**DOKUMEN SUMBER:**
Situasi ini kemudian yang membuat anak-anak biasanya mulai saling sindir atau saling serang di media sosial. Dalam tahap ini perundungan sebenarnya sudah terjadi, meski kekerasan fisik belum dilakukan. Jika perundungan di media sosial dibiarkan, tidak jarang aksi kekerasan fisik kemudian terjadi.

Parahnya lagi, lanjut Arist, ada sejumlah tayangan-tayangan yang tidak edukatif yang dilihat oleh anak-anak. Cerita-cerita dan gaya bersosialisasi remaja di televisi sering kali ditiru oleh anak-anak yang menyaksikannya. Artinya, jika aksi perundungan ataupun konflik antar geng ditayangkan dan disaksikan oleh anak, sangat mungkin hal tersebut akan mereka lakukan dalam kehidupan mereka sehari-hari.

**LATIHAN:**
1. Bisakah Anda meringkas paragraf yang diawali "Parahnya lagi, lanjut Arist" dalam teks tentang perundungan anak menjadi beberapa butir singkat tanpa menghilangkan fakta utamanya?
2. Lanjutkan teks tentang perundungan anak itu, mulai setelah kalimat terakhirnya.
Daftar di bawah ini diambil dari sumber yang berbeda.

Catatan anotasi kotak pada gambar:
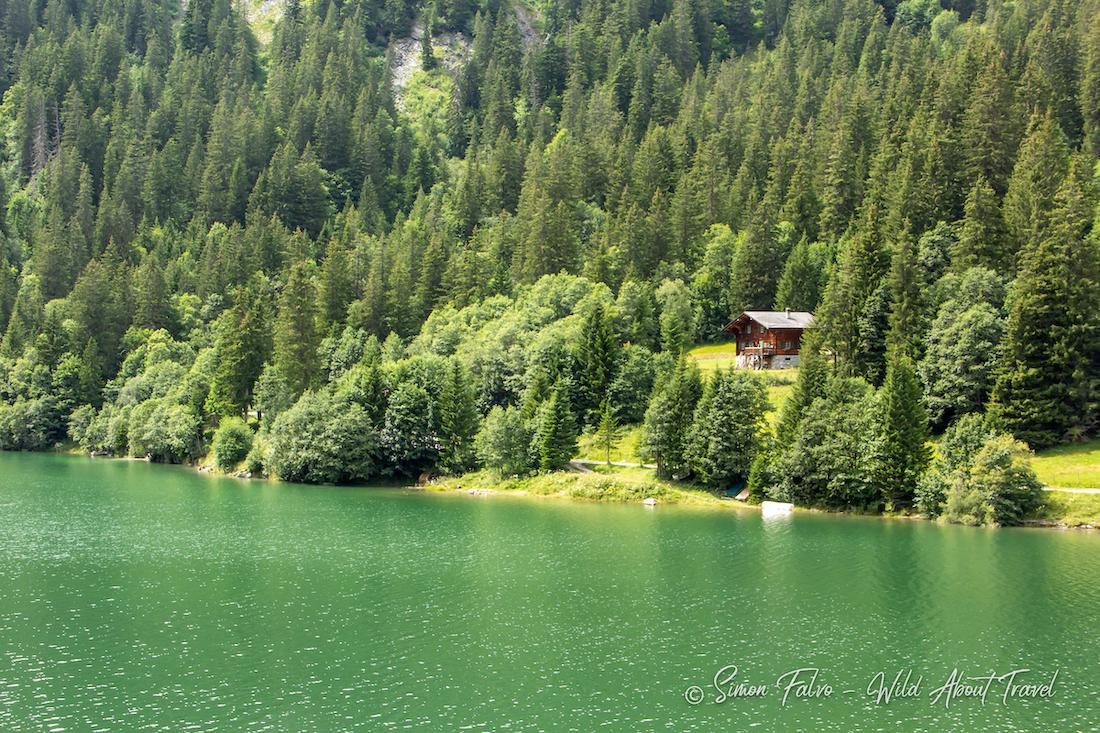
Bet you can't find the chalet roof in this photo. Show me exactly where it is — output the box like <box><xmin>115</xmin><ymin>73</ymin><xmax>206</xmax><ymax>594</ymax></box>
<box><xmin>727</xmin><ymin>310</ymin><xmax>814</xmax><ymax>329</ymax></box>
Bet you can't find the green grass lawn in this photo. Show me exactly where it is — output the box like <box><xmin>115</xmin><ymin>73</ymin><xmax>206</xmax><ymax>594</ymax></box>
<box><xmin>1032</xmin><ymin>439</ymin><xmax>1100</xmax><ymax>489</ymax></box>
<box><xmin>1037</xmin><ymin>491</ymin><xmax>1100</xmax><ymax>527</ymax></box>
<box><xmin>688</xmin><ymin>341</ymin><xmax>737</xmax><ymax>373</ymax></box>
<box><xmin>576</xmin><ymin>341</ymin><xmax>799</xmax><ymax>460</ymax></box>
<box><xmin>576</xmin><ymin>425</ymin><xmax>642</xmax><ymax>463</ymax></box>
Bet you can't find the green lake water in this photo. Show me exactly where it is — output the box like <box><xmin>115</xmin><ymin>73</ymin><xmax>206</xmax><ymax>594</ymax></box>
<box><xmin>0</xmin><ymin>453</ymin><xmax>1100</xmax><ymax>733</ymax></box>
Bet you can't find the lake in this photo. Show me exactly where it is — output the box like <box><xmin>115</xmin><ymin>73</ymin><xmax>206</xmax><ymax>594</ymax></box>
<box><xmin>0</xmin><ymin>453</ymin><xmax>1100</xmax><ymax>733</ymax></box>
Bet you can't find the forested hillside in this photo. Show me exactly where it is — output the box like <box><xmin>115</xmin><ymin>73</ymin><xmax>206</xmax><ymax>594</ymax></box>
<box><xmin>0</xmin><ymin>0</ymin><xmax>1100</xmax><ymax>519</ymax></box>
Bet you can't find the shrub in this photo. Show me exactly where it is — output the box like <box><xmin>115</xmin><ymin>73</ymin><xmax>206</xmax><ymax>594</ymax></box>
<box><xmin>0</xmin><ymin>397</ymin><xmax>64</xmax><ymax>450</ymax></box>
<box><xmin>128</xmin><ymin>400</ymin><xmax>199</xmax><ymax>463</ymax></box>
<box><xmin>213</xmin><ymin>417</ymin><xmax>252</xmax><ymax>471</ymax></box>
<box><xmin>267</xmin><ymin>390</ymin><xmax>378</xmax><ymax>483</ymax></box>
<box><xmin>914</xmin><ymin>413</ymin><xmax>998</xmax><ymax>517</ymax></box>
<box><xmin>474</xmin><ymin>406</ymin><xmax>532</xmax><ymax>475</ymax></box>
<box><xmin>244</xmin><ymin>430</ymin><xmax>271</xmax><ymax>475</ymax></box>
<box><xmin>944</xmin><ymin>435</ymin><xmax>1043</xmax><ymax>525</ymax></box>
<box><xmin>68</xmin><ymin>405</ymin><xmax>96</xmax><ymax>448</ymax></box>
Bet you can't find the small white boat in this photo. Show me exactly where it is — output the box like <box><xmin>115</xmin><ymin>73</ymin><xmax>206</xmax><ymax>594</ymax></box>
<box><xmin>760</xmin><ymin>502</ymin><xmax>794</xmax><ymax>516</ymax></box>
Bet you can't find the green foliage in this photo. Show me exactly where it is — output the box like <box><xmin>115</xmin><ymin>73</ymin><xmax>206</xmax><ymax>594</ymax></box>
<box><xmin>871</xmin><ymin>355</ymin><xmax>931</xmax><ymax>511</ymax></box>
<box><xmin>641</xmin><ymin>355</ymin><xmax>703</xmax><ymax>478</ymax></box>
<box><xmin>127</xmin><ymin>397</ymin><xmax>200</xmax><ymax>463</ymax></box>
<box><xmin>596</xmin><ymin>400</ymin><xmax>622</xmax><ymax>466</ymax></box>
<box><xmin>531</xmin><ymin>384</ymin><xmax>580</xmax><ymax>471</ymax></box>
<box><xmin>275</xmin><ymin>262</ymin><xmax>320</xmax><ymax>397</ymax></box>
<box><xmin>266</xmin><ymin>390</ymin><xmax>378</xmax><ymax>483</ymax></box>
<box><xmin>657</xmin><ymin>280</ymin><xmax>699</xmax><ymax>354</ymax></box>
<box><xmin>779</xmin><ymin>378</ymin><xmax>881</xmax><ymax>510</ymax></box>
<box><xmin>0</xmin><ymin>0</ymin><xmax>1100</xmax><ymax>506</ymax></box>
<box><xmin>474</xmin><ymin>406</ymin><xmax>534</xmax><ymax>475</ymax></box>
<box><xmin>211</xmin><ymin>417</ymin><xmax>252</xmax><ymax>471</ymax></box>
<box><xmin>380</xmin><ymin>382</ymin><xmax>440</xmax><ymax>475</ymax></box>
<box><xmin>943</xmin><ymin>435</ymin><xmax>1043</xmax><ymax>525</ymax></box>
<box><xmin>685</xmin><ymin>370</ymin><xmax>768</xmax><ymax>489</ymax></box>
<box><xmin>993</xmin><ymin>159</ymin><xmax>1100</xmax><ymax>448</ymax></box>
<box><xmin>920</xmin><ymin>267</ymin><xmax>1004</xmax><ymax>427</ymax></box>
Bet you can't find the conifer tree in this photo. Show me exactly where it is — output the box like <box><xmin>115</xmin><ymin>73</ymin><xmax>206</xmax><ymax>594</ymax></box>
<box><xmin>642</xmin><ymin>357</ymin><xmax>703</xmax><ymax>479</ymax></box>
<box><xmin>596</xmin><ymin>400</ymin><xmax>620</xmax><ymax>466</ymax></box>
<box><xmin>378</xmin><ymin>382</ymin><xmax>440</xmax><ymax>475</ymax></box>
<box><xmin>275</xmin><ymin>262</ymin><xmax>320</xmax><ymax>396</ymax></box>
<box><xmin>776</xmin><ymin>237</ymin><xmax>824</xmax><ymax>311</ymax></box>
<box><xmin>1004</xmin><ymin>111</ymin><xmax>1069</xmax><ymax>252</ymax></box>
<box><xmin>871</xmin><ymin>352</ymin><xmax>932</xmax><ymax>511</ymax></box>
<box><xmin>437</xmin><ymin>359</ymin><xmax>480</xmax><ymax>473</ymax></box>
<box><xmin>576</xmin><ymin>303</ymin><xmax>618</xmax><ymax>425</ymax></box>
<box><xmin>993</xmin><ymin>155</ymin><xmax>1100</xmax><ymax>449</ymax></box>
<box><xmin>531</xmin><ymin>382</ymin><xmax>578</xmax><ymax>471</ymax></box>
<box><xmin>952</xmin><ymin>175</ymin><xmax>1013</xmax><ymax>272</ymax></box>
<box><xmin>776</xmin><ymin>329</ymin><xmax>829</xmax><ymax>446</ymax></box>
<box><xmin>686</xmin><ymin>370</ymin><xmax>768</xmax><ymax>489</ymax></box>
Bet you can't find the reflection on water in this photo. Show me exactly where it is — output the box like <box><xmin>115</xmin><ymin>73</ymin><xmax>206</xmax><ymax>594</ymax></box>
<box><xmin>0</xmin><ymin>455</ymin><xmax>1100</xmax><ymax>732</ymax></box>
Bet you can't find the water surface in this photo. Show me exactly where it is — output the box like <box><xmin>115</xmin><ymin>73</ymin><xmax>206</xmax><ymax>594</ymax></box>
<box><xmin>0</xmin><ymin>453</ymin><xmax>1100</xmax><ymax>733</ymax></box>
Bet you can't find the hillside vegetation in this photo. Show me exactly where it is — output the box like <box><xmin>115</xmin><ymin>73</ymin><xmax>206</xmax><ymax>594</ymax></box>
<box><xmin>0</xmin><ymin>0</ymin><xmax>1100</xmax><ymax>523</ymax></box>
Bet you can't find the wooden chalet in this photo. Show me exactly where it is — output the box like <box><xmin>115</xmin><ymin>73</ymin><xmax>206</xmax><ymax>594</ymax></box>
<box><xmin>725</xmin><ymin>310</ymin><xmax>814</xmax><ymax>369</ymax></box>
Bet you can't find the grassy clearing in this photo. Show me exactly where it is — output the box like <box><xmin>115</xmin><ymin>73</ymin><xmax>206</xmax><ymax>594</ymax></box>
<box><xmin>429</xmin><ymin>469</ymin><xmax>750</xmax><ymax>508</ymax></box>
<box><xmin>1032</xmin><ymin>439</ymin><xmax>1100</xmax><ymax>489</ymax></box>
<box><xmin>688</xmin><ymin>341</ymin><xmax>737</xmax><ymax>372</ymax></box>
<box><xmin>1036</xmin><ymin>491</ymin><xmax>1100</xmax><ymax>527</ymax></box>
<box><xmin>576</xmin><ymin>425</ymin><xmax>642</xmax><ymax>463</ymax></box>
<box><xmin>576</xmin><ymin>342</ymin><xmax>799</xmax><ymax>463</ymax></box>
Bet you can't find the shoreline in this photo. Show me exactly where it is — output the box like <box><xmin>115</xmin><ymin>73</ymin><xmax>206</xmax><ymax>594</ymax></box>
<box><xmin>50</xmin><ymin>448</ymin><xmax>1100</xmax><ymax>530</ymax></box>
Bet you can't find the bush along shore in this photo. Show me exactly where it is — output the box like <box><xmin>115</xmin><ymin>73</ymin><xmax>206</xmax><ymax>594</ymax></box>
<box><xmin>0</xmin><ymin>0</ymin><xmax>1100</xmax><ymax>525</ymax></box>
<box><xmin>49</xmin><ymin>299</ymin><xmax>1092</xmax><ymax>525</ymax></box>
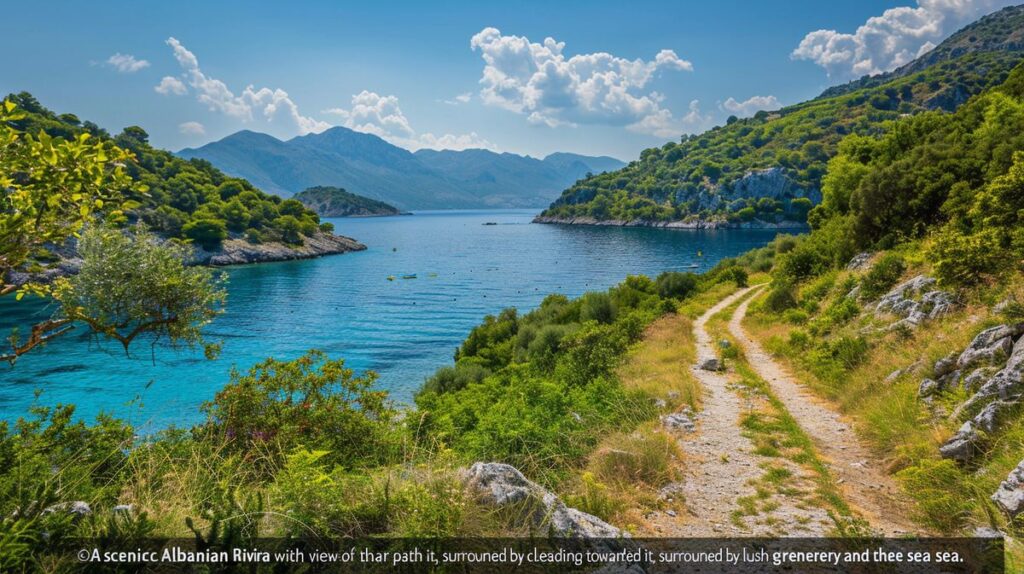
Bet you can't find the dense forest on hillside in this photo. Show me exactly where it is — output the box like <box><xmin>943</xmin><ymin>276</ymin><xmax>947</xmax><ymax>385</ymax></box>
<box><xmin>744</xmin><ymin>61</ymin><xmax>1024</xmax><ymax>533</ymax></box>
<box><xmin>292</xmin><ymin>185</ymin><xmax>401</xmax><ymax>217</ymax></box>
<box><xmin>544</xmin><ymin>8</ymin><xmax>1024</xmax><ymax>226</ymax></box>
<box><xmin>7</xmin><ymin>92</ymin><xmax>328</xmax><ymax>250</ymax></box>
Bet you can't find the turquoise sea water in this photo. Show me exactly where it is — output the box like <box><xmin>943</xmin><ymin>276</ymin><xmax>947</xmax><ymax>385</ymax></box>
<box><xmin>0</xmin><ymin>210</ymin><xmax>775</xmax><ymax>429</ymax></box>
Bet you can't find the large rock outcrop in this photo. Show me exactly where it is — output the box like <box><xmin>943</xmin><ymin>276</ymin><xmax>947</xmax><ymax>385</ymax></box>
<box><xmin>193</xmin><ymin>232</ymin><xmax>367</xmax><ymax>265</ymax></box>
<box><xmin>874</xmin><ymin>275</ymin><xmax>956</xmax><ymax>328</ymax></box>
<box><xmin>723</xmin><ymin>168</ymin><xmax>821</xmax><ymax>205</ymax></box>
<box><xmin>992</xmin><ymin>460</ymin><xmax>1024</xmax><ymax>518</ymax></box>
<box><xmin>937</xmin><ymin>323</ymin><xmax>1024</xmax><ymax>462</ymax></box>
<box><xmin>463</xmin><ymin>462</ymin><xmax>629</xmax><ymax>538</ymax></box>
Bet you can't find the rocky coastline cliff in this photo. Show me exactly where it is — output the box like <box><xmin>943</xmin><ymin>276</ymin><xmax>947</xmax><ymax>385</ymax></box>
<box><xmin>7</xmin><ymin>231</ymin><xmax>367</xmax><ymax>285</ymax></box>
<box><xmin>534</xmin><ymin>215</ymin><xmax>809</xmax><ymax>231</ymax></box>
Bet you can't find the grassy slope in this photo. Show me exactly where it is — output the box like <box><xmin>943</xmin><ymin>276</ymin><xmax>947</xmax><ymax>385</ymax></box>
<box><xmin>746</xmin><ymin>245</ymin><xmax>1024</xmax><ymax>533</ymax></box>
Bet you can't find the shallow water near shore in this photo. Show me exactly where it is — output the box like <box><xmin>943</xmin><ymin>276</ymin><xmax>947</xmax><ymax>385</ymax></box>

**JAWABAN YANG DIHARAPKAN:**
1.
- Menurut Arist, anak-anak menonton sejumlah tayangan yang tidak edukatif.
- Anak-anak yang menonton sering meniru cerita dan gaya bersosialisasi remaja di televisi.
- Jika anak menonton tayangan tentang perundungan atau konflik antargeng, besar kemungkinan mereka melakukannya dalam kehidupan sehari-hari.

2.
“Dunia anak adalah dunia meniru apa yang dilihat apa yang dirasakan dari sekitarnya. Jadi kalau dia melihat contoh yang tidak baik, dia akan melakukan yang tidak baik, dan itu dianggap hal yang biasa,” ungkap Arist.

 

Cium Kaki Korban

Ia juga menyampaikan bahwa dalam proses hukum atas kasus ini Polresta Pontianak harus menggunakan pendekatan keadilan restoratif dalam proses penyelesaiannya. Pasalnya pelaku masih dalam status usia anak. Ia menegaskan, hal ini diatur dalam ketentuan UU Nomor 11 Tahun 2012  tentang Sistem Peradilan Pidana Anak (SPPA), junto UU Nomor 35 Tahun 2014 tentang perubahan atas UU Nomor 23 Tahun 2002 tentang Perlindungan Anak.

Ia menerangkan, dengan pendekatan keadilan restoratif tersebut selain meminta pertanggungjawaban hukum para pelaku atas tindakan pidananya, pihak kepolisian Polrestra Pontianak juga bisa menggunakan pendekatan “diversi” terhadap pelaku. Maksudnya, kata dia, pelaku bisa saja diberi sanksi sosial guna memulihkan harkat dan harga diri korban yang telah dilecehkan. Sanksi seperti ini menurutnya juga berdampak efek jera.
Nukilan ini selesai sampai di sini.